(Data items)
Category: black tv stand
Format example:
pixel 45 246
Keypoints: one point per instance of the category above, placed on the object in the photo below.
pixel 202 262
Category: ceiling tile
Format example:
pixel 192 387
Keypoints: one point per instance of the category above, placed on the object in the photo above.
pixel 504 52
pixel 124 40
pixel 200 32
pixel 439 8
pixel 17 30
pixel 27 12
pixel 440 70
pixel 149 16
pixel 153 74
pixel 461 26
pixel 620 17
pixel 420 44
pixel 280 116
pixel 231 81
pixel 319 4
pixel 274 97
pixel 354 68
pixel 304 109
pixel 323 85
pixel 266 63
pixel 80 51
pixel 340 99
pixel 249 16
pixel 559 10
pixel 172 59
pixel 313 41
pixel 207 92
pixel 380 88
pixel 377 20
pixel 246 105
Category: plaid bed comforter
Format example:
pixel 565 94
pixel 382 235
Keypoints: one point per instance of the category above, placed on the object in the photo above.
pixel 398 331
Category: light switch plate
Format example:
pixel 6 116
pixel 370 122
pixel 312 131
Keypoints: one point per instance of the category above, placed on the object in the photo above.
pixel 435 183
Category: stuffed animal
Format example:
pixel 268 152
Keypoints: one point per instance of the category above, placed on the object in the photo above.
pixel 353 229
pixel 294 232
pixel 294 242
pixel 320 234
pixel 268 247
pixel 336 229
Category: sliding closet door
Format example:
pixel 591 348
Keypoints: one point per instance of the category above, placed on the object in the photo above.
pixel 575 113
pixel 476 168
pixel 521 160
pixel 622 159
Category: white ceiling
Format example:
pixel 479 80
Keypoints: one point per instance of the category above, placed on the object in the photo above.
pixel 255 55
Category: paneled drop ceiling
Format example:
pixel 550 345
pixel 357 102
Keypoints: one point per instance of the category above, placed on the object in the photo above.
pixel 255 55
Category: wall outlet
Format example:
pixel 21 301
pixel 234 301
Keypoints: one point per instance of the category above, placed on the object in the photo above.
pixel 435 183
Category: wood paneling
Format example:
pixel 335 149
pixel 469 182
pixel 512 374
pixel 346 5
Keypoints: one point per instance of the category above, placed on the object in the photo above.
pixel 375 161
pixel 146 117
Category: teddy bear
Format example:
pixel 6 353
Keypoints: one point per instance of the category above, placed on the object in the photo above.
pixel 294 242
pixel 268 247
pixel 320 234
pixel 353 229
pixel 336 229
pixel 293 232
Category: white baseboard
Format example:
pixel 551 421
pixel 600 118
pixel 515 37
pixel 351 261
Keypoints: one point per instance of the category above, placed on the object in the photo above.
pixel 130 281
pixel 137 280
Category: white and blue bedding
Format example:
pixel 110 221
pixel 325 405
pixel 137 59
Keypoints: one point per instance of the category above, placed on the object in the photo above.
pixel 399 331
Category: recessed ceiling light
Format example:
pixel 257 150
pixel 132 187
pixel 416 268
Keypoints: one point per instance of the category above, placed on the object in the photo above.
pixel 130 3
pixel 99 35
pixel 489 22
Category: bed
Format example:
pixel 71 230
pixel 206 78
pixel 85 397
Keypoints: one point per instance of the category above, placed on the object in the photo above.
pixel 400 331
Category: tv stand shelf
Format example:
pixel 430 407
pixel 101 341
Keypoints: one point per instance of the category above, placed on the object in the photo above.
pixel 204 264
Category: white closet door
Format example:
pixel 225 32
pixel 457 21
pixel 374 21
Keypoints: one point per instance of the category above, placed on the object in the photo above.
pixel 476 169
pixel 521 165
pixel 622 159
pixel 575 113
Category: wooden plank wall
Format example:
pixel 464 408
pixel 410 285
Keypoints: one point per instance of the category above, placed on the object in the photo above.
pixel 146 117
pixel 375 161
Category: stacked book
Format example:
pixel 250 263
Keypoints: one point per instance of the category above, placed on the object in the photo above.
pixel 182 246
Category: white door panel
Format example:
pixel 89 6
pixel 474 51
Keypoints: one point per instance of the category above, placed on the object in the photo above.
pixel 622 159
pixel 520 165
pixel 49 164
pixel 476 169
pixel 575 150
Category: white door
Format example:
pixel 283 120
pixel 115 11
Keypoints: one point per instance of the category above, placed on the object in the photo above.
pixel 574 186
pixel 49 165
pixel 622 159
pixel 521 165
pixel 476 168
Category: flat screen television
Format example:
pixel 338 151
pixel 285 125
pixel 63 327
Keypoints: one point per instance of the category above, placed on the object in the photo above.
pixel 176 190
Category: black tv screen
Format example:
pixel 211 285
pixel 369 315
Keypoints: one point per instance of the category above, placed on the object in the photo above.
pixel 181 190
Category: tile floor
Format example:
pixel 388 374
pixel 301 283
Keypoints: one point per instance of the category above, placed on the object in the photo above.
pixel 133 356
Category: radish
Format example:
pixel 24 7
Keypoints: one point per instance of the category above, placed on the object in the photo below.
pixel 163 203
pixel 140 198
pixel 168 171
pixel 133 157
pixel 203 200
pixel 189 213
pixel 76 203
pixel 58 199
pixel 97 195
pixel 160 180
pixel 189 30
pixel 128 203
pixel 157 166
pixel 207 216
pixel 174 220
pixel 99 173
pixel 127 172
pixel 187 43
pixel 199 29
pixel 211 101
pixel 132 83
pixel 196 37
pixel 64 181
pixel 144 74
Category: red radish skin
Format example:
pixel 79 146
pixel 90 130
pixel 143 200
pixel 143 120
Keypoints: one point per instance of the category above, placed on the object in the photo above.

#### STATED GOAL:
Copy every line of the data above without any changes.

#### ANSWER TO THIS EXERCISE:
Category: black tv stand
Format example:
pixel 45 246
Keypoints: one point per instance of the category above, placed on the object in the photo below.
pixel 202 262
Category: ceiling tile
Format example:
pixel 192 387
Keypoints: one point per instance of the category above, placed on the object in the photo above.
pixel 504 52
pixel 124 40
pixel 200 32
pixel 439 8
pixel 17 30
pixel 27 12
pixel 440 70
pixel 149 16
pixel 153 74
pixel 461 26
pixel 620 17
pixel 420 44
pixel 280 116
pixel 231 81
pixel 319 4
pixel 274 97
pixel 354 68
pixel 304 109
pixel 323 85
pixel 266 63
pixel 80 51
pixel 340 99
pixel 249 16
pixel 559 10
pixel 172 59
pixel 313 41
pixel 207 92
pixel 380 88
pixel 377 20
pixel 246 105
Category: plaid bed comforter
Format example:
pixel 565 94
pixel 382 235
Keypoints: one point per instance of the category above, placed on the object in the photo above.
pixel 398 331
Category: light switch plate
Format example:
pixel 6 116
pixel 370 122
pixel 312 131
Keypoints: one point per instance of the category above, placed on the object in the photo above.
pixel 435 183
Category: stuffed animal
Format example:
pixel 268 152
Keypoints: one point per instance of the category above, placed on the object in the photo above.
pixel 353 229
pixel 294 232
pixel 294 242
pixel 320 234
pixel 268 247
pixel 336 229
Category: sliding closet door
Format example:
pixel 591 348
Keypoints: one point per instance of the category above, placed on the object in the photo above.
pixel 575 113
pixel 476 168
pixel 521 160
pixel 622 159
Category: white ceiling
Format example:
pixel 479 80
Keypoints: one point per instance of the category above, placed on the object in the photo above.
pixel 255 55
Category: paneled drop ceiling
Format example:
pixel 550 345
pixel 357 102
Keypoints: one point per instance of the category above, placed on the object in the photo above.
pixel 255 55
Category: wall outlet
Format example:
pixel 21 301
pixel 234 301
Keypoints: one point per instance of the category above, placed on the object in the photo above.
pixel 435 183
Category: wood paneling
Format example:
pixel 335 149
pixel 469 182
pixel 512 374
pixel 346 5
Keypoints: one point per instance of the category above, placed on the object in the photo above.
pixel 375 161
pixel 146 117
Category: teddy bear
Format example:
pixel 6 353
Keypoints: one point per instance of the category above, placed on the object in the photo above.
pixel 294 242
pixel 268 247
pixel 320 234
pixel 353 229
pixel 336 229
pixel 293 232
Category: white baseboard
Format example:
pixel 551 421
pixel 600 118
pixel 515 37
pixel 351 261
Keypoints: one point per instance of the category above, placed on the object in the photo above.
pixel 130 281
pixel 137 280
Category: white and blue bedding
Format example:
pixel 110 221
pixel 325 405
pixel 137 59
Keypoints: one point per instance of the category above, placed on the object in the photo above.
pixel 399 331
Category: recessed ceiling light
Format example:
pixel 257 150
pixel 132 187
pixel 416 268
Keypoints: one point per instance of the category above, placed on the object in the photo above.
pixel 130 3
pixel 99 35
pixel 489 22
Category: bed
Format example:
pixel 71 230
pixel 206 78
pixel 85 397
Keypoints: one point per instance of the category above, placed on the object in the photo above.
pixel 400 331
Category: tv stand shelf
Format example:
pixel 430 407
pixel 101 341
Keypoints: one point per instance of the category above, placed on the object in the photo above.
pixel 204 264
Category: white closet door
Format example:
pixel 225 32
pixel 457 21
pixel 374 21
Keypoints: one point per instance of the category above, placed on the object in the photo above.
pixel 476 169
pixel 521 165
pixel 622 159
pixel 575 113
Category: wooden plank wall
Format example:
pixel 464 408
pixel 410 285
Keypoints: one point per instance of the category above, placed on the object in the photo above.
pixel 146 117
pixel 375 161
Category: stacked book
Format example:
pixel 250 263
Keypoints: one point per instance of the category above, placed on the object in the photo above.
pixel 182 246
Category: white door panel
Format example:
pixel 89 6
pixel 474 51
Keypoints: one point per instance of the category above, placed on the object in the photo above.
pixel 622 159
pixel 520 165
pixel 49 164
pixel 476 169
pixel 575 150
Category: white door
Format example:
pixel 283 120
pixel 115 11
Keypoints: one point per instance of the category above, placed on the object in the photo above.
pixel 574 186
pixel 49 165
pixel 622 159
pixel 521 165
pixel 476 168
Category: flat screen television
Format example:
pixel 338 151
pixel 285 125
pixel 63 327
Keypoints: one point per instance of the category above, placed on the object in the photo above.
pixel 176 190
Category: black tv screen
Format example:
pixel 211 285
pixel 369 315
Keypoints: one point per instance of the category above, placed on the object in the photo above.
pixel 181 190
Category: tile floor
Format example:
pixel 388 374
pixel 301 283
Keypoints: one point per instance of the category above, placed on the object in the photo above.
pixel 133 356
Category: radish
Format example:
pixel 24 7
Keypoints: one point per instance of the category above, placed on the object in the photo below.
pixel 163 203
pixel 140 198
pixel 168 171
pixel 133 157
pixel 203 200
pixel 189 213
pixel 76 203
pixel 58 199
pixel 97 195
pixel 160 180
pixel 189 30
pixel 128 203
pixel 157 166
pixel 207 216
pixel 174 220
pixel 99 173
pixel 127 172
pixel 187 43
pixel 199 29
pixel 211 101
pixel 132 83
pixel 196 37
pixel 64 181
pixel 144 74
Category: red radish skin
Format example:
pixel 79 146
pixel 90 130
pixel 143 200
pixel 143 120
Keypoints: one point per instance of the category above, placed on the object in the photo above.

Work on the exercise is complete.